● **Input data**:
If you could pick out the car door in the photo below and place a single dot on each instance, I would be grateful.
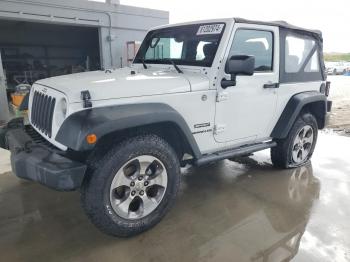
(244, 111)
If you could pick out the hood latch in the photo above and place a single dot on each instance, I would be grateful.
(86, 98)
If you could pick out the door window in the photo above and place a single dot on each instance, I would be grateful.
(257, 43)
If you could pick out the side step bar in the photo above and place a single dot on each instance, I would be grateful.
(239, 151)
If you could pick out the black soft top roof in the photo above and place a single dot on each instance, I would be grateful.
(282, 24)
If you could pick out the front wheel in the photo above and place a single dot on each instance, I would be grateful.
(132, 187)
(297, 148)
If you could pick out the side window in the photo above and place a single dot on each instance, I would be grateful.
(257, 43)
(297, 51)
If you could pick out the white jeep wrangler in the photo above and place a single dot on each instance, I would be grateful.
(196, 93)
--
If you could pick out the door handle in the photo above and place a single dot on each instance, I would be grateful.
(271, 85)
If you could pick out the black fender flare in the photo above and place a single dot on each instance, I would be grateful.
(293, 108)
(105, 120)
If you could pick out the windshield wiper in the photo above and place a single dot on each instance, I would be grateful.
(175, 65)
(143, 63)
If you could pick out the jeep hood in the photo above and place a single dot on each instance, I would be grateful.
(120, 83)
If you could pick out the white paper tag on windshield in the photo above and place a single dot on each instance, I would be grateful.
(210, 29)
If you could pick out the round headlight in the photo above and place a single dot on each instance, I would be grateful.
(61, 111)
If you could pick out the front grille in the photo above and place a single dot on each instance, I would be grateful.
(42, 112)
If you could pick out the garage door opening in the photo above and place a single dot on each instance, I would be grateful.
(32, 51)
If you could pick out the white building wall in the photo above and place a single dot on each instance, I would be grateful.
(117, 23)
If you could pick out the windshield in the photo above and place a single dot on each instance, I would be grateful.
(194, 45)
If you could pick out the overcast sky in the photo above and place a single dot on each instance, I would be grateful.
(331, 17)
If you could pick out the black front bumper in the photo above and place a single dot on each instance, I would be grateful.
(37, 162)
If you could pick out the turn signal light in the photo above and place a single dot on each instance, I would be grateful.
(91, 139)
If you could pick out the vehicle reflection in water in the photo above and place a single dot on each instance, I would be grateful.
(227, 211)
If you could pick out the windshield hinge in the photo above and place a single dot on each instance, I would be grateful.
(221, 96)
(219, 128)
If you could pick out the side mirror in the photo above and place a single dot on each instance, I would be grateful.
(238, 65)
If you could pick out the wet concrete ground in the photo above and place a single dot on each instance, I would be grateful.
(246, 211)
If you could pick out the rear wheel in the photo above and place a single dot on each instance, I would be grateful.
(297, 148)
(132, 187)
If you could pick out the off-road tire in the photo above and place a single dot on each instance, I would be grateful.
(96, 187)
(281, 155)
---
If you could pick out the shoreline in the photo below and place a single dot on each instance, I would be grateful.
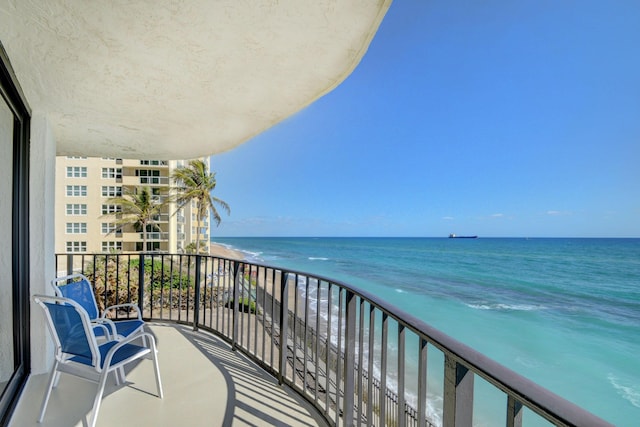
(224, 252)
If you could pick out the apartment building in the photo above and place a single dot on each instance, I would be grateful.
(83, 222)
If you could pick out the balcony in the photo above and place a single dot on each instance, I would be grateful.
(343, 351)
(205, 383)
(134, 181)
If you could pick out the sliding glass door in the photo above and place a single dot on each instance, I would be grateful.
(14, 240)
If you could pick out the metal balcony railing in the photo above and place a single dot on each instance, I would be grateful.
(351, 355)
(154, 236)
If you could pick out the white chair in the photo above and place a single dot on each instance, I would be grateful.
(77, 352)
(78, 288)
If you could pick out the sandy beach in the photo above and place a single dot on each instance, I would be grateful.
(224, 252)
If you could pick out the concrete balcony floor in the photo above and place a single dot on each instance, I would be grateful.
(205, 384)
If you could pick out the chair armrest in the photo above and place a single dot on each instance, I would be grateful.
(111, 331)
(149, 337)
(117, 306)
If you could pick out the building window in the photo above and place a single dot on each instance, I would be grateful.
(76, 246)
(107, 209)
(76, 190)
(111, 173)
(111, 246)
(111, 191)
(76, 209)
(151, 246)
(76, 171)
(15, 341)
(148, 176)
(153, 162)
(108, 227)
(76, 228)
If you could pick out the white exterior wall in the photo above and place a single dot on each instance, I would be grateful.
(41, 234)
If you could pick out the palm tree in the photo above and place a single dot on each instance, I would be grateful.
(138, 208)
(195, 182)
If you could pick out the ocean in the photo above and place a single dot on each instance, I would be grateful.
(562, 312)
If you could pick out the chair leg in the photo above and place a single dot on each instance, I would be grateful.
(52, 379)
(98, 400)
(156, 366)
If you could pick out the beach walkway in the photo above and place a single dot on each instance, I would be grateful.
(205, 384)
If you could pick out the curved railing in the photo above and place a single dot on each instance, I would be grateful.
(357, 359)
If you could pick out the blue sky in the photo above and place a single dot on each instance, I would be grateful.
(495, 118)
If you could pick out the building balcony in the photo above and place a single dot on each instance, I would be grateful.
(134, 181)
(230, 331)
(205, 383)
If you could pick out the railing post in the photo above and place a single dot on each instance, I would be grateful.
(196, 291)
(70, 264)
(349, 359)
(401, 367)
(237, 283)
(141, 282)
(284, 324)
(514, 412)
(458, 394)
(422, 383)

● **What you need to do**: Report each row above in which the word "jeep" appears, copying every such row in full.

● **Output of the task**:
If you could pick out the white jeep wrangler in the photo above and place a single dot on each instance, I would be grateful.
If you could pick out the jeep hood in the photo above and place a single dot on each instance, I would be grateful.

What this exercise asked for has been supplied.